-- Provided records follows --
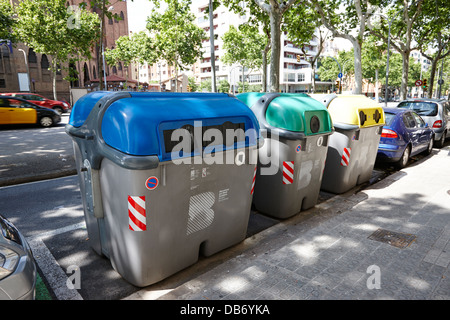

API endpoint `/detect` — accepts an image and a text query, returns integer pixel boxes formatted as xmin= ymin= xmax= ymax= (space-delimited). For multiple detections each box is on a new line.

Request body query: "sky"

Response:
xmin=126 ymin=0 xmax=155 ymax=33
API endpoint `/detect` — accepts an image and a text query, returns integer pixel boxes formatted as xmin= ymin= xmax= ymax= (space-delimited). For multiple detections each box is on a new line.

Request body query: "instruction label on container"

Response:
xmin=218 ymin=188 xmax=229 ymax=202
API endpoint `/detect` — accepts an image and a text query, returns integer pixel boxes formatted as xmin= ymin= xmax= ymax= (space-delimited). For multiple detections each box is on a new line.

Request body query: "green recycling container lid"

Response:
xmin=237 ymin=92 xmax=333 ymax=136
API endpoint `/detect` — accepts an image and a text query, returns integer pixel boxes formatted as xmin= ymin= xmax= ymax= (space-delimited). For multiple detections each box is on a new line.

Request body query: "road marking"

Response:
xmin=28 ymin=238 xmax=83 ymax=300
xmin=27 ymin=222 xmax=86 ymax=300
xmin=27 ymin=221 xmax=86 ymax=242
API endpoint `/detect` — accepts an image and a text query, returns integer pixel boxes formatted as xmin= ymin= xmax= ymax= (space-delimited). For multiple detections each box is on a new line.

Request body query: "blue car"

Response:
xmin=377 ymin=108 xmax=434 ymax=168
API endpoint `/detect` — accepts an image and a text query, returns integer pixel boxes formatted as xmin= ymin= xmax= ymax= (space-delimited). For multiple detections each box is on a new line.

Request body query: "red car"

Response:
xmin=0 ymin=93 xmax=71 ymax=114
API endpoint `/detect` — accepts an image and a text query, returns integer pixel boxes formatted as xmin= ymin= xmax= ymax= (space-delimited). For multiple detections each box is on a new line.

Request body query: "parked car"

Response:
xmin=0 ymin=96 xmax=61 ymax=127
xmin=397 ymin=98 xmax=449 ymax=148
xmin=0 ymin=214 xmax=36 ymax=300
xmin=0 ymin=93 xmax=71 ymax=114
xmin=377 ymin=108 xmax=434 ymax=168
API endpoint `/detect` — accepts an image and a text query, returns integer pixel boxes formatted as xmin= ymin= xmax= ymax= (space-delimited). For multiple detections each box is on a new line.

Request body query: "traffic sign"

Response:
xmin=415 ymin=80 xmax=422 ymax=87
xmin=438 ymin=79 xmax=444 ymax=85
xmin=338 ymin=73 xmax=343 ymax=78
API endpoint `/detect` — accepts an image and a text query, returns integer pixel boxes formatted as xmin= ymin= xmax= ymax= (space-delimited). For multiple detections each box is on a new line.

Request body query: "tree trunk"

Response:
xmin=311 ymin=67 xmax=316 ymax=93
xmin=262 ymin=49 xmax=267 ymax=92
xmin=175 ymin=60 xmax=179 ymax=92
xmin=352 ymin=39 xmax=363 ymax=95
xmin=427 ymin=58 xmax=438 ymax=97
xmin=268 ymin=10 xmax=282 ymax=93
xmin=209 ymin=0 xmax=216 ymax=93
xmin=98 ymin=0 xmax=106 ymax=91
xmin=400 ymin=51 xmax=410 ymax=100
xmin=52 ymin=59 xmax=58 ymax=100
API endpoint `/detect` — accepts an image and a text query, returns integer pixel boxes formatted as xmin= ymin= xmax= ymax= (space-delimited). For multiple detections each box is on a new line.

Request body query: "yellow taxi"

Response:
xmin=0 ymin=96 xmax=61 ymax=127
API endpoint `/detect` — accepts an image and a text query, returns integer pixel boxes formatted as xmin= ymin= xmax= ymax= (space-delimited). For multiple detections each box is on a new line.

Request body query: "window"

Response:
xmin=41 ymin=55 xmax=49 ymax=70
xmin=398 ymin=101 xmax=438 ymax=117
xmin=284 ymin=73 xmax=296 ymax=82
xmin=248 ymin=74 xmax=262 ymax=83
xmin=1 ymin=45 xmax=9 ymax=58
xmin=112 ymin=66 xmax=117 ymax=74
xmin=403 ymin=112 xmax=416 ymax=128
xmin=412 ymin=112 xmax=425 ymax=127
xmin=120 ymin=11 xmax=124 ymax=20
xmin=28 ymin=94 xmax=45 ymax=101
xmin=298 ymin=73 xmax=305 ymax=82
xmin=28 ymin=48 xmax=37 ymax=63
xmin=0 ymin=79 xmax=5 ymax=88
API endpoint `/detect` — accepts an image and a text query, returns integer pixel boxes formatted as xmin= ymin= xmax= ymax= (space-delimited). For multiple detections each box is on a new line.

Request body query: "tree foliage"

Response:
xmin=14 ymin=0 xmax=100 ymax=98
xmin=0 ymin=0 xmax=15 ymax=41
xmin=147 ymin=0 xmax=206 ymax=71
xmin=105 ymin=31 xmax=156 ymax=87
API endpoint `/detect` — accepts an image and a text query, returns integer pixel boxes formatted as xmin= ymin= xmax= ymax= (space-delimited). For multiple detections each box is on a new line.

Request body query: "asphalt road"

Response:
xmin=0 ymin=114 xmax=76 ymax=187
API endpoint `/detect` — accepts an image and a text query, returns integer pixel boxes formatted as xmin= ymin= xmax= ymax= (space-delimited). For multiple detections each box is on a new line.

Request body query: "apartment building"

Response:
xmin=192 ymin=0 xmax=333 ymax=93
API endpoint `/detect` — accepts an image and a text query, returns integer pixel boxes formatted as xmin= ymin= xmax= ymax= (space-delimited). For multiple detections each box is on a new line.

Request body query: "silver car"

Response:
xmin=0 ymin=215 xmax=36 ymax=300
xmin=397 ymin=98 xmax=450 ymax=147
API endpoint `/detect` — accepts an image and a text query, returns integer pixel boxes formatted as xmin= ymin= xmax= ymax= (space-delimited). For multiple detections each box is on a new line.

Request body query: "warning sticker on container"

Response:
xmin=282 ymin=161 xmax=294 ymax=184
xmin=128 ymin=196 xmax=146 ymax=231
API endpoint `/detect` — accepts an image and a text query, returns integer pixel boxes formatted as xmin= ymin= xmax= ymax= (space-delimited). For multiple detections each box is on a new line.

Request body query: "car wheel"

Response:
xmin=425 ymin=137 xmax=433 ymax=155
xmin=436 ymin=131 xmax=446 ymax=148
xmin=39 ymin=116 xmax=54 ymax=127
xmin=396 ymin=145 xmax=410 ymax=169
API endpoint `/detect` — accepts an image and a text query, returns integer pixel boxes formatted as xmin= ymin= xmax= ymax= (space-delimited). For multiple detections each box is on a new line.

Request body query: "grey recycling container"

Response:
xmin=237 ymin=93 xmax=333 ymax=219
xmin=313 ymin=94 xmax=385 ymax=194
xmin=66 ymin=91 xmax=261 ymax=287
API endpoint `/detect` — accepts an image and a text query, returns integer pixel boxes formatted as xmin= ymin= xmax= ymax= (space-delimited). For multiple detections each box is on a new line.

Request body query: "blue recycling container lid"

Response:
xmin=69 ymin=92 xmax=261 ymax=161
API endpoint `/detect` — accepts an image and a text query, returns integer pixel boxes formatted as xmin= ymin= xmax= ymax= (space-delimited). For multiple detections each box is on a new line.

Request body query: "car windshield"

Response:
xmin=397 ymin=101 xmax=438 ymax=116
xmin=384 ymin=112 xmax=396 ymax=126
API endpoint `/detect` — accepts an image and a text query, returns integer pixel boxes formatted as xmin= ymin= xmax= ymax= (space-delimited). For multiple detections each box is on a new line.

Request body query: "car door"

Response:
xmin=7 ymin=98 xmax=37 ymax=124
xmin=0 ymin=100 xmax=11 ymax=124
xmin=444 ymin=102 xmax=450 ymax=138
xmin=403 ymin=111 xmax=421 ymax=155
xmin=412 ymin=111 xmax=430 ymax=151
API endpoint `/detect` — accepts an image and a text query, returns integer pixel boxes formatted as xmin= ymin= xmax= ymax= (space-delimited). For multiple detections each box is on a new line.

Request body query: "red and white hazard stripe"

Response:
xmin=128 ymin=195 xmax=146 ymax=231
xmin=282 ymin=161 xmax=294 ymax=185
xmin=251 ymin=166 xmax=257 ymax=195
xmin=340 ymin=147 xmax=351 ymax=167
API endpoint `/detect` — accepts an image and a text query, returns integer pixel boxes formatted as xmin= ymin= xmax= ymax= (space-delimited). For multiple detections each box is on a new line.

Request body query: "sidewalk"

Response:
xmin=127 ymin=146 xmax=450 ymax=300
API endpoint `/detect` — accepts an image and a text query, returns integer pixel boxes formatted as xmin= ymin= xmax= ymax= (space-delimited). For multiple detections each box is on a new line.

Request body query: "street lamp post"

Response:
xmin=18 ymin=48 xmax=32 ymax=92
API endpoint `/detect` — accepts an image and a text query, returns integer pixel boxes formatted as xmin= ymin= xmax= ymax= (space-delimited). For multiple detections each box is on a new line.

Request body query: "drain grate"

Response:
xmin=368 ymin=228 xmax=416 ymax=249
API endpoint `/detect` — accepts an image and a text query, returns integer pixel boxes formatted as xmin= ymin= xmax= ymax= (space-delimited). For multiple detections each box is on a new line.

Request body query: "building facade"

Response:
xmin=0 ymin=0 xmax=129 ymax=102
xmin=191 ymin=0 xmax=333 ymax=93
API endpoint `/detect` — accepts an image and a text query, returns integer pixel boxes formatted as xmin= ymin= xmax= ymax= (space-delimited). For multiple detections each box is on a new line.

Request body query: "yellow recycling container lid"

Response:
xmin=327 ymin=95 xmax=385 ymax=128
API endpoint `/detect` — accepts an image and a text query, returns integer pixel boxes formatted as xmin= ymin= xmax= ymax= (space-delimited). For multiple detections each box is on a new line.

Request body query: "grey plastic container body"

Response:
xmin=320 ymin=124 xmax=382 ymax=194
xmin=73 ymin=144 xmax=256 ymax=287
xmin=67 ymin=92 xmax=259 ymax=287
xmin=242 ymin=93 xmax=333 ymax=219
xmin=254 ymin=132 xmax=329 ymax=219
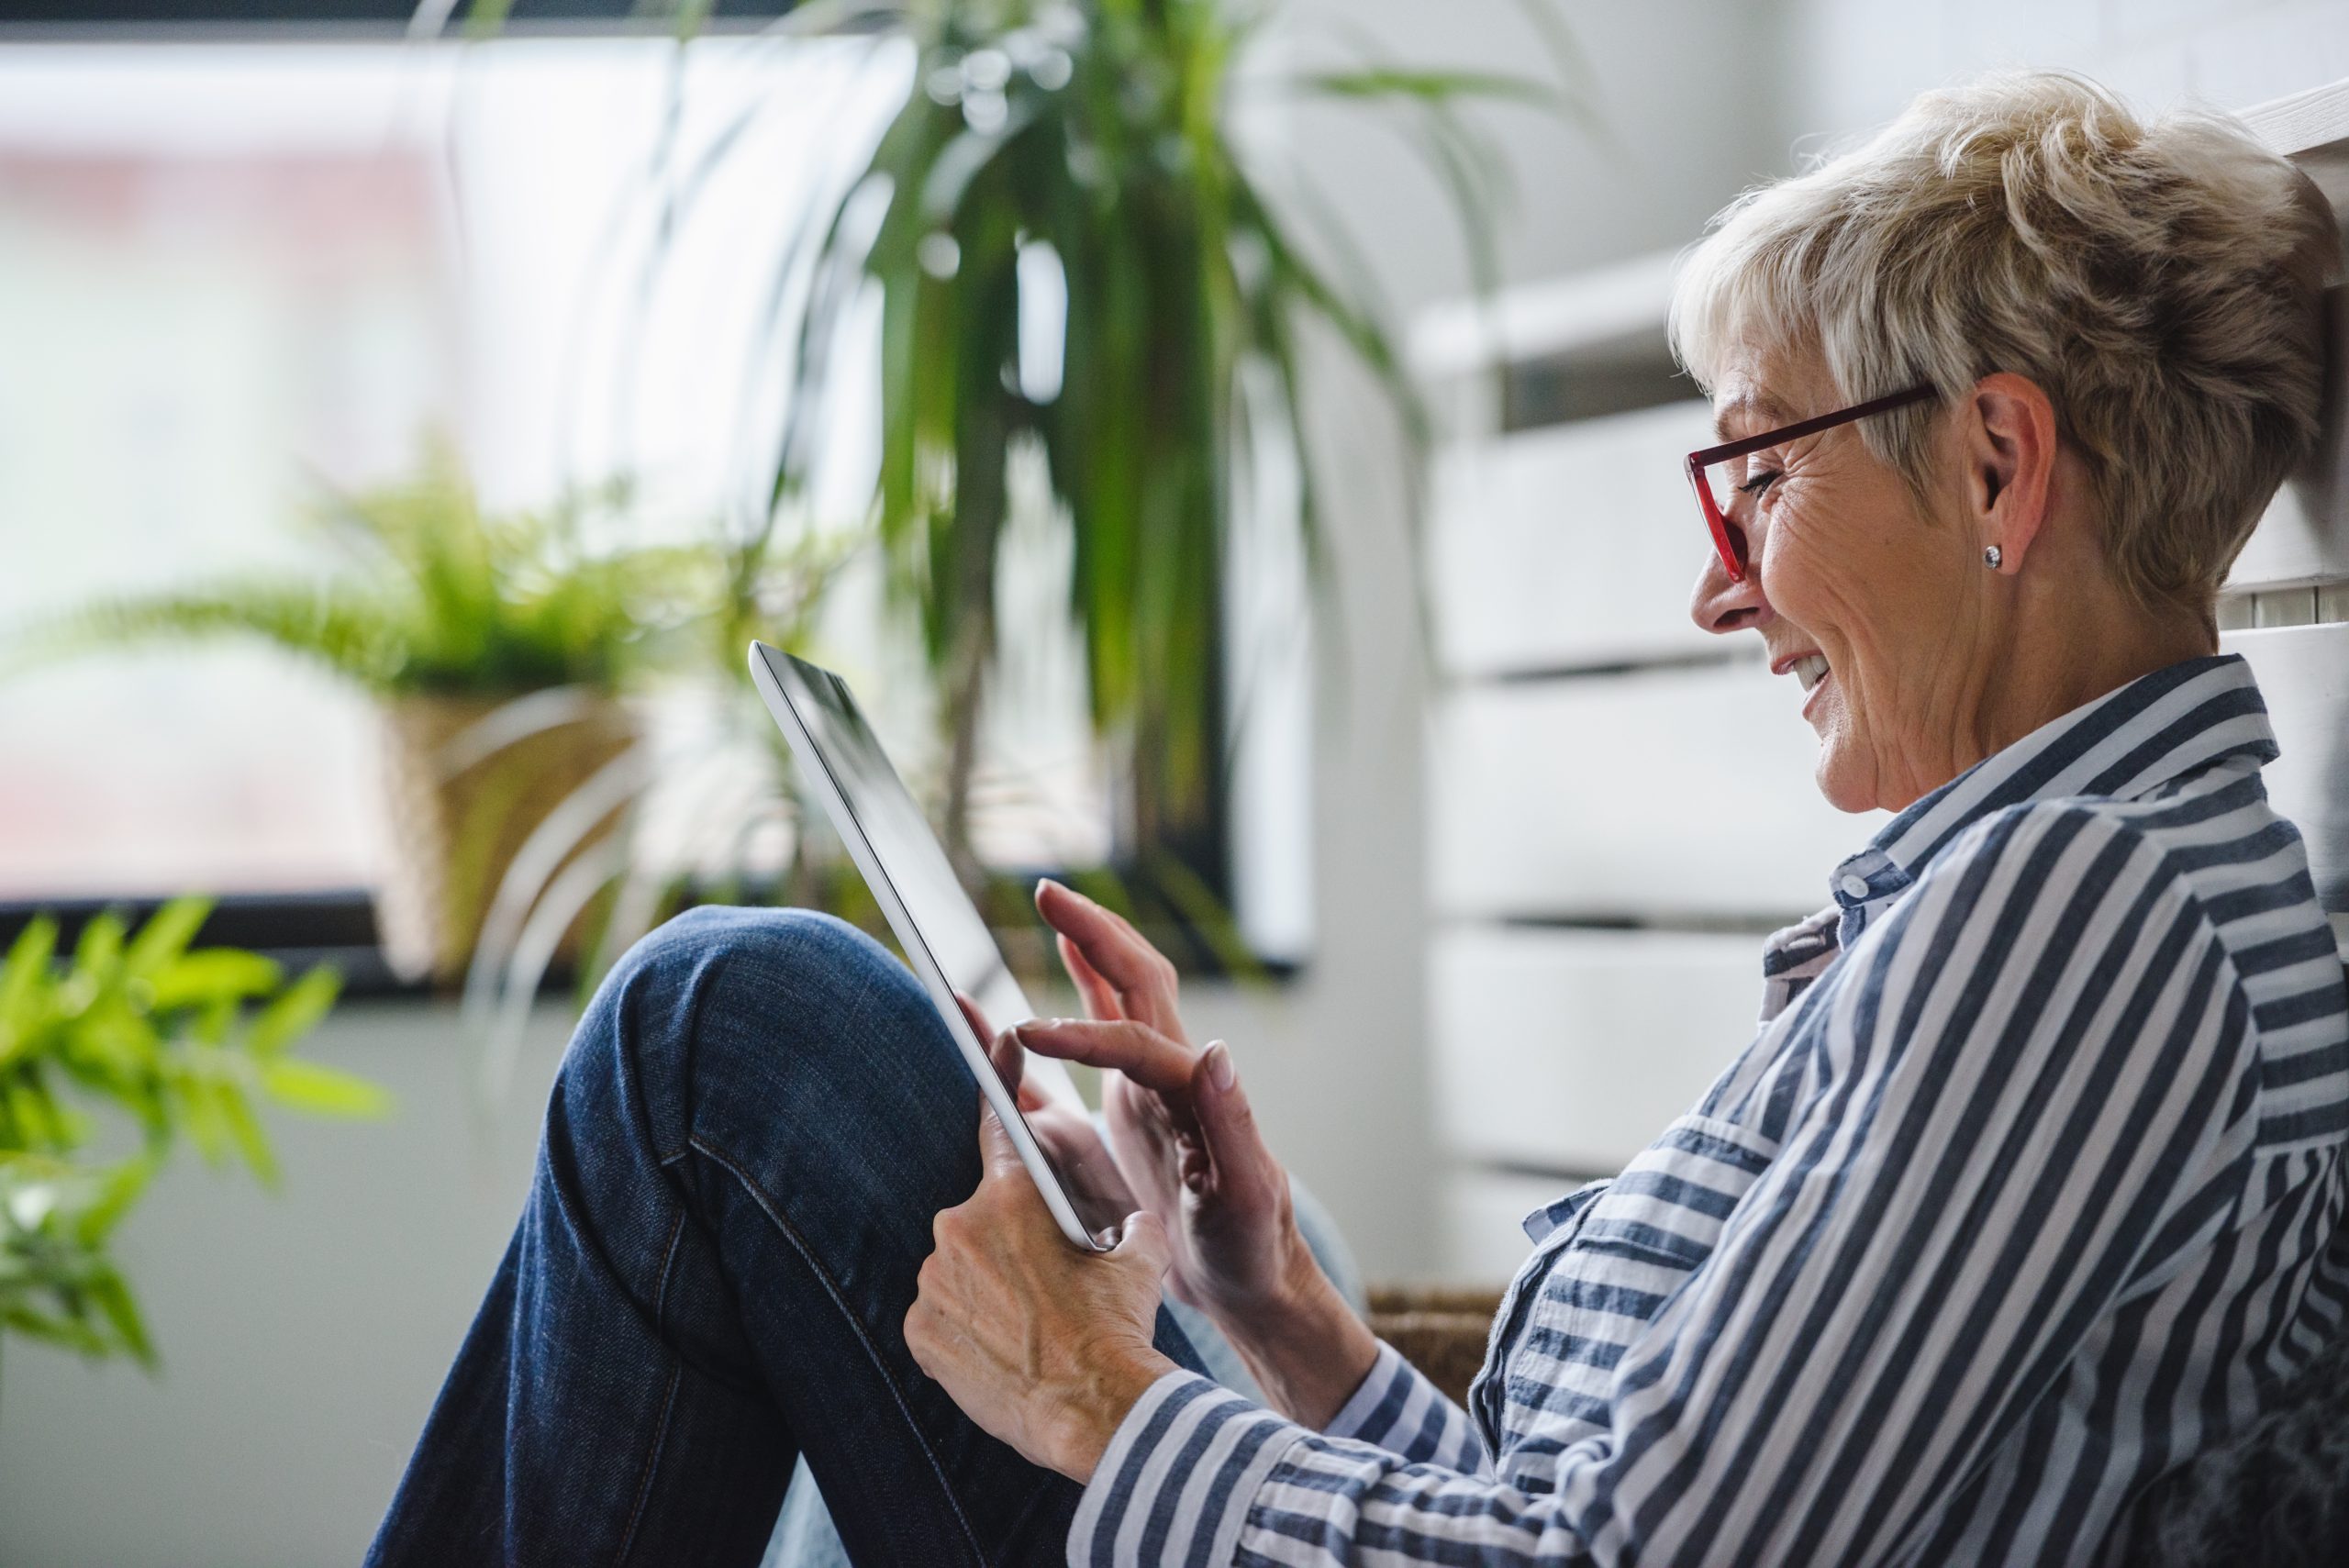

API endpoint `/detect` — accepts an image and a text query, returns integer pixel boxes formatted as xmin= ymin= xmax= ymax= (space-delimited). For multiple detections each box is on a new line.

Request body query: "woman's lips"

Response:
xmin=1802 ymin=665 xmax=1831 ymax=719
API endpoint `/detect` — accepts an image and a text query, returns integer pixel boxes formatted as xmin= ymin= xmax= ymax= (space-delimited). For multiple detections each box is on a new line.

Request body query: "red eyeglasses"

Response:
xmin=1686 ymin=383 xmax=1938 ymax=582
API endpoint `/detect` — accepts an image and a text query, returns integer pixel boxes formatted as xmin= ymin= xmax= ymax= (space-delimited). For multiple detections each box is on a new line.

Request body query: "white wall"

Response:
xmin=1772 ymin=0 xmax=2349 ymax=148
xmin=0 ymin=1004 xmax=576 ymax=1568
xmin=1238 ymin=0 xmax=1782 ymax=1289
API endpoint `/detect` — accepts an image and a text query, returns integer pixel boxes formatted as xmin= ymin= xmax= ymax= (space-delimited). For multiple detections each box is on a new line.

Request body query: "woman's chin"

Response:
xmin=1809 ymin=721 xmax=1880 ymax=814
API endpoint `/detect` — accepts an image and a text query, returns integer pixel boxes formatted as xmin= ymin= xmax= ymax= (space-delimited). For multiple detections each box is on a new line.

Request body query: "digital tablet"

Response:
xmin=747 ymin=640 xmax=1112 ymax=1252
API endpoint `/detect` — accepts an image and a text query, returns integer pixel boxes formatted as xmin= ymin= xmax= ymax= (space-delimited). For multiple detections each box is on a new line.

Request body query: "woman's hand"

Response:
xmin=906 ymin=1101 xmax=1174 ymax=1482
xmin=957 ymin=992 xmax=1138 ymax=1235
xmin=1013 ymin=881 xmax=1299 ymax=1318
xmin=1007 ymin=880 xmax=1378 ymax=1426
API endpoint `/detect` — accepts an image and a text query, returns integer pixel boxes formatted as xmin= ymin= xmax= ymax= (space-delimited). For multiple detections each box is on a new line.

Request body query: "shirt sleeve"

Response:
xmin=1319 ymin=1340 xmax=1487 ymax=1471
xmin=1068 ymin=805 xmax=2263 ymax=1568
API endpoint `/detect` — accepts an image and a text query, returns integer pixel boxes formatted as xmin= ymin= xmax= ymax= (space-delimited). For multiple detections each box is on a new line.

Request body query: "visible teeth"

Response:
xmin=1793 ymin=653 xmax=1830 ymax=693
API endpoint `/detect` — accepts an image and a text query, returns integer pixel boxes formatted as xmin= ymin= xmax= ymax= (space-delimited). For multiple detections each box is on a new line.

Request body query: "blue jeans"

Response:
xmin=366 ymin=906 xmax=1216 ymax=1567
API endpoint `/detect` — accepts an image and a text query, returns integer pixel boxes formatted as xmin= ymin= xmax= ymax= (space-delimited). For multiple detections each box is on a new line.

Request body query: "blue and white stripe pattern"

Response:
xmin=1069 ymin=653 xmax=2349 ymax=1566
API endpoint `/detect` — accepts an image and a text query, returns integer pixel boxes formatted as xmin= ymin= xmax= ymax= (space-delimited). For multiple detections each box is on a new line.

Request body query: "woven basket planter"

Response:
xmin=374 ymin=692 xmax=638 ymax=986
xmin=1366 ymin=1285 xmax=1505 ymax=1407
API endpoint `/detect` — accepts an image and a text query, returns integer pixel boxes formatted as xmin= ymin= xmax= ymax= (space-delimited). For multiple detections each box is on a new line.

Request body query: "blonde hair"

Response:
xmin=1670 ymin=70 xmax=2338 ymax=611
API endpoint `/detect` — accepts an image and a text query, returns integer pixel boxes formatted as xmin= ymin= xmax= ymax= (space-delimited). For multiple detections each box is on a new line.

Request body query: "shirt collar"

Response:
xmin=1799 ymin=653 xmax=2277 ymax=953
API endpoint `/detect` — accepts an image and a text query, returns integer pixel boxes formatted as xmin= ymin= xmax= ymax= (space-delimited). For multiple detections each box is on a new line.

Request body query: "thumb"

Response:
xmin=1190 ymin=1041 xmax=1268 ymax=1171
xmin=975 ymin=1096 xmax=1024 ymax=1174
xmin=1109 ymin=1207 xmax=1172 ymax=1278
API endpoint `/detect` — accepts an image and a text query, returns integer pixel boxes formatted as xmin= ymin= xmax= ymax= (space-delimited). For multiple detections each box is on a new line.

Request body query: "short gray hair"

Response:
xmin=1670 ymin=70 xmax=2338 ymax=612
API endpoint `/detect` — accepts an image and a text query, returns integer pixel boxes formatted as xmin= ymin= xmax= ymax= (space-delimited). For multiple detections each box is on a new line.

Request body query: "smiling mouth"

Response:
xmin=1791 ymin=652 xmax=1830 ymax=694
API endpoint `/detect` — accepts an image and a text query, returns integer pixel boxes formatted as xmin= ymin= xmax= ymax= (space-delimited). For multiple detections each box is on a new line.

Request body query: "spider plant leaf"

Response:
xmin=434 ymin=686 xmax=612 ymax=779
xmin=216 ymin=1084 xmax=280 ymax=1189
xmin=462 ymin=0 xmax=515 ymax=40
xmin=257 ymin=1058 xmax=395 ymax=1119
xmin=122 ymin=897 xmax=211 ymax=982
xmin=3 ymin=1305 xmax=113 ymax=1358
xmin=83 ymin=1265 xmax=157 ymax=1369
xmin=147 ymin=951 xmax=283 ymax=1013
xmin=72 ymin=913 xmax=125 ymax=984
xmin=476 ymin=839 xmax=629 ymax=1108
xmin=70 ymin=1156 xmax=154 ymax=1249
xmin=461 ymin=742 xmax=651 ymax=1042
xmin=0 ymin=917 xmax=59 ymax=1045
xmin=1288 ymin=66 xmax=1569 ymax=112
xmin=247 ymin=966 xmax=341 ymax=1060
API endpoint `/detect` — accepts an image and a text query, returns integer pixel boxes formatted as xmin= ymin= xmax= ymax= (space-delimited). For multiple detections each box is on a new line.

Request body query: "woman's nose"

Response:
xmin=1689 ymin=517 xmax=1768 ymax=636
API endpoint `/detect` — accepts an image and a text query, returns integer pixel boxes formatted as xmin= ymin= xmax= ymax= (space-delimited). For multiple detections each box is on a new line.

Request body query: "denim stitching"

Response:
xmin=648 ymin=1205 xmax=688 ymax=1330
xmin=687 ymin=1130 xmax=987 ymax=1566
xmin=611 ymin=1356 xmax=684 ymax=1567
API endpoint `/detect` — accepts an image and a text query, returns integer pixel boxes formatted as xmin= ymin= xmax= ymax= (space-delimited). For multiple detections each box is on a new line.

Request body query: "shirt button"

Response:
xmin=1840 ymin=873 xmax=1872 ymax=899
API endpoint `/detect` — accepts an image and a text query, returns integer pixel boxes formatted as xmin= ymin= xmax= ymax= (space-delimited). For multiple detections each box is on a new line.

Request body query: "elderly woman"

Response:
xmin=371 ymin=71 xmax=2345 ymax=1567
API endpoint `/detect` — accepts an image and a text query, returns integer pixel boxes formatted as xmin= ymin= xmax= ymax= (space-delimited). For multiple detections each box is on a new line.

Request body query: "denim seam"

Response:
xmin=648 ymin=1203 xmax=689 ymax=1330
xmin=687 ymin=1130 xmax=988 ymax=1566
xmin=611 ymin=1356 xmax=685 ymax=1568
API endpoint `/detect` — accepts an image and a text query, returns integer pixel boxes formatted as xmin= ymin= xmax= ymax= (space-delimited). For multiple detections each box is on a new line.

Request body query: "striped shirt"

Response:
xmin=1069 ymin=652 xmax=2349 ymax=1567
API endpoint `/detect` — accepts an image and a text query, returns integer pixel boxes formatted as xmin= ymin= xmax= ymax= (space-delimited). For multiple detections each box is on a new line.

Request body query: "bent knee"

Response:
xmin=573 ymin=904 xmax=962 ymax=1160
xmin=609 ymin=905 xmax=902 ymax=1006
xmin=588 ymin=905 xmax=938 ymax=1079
-- Provided records concluded --
## [To do]
Lines that hold the word "denim" are the ones to copy from the entries above.

## [Answer area]
Request body query: "denim stitching"
Request body query: "denim seam"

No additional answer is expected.